» Goal
Write out the records below line for line, with no changes.

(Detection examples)
════

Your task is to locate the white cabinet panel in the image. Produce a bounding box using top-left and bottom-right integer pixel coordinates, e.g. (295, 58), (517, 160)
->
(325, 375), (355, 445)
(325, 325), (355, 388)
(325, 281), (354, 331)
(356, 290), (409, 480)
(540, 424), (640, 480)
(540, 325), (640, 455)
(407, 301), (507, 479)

════

» The solution
Your task is to locate the white cabinet panel in the image. Produce a bounding box using top-left and bottom-right integer pixel coordinates, e.g. (295, 58), (517, 160)
->
(325, 375), (355, 445)
(325, 325), (355, 388)
(325, 281), (354, 331)
(356, 290), (409, 480)
(540, 424), (640, 480)
(540, 325), (640, 455)
(407, 301), (507, 479)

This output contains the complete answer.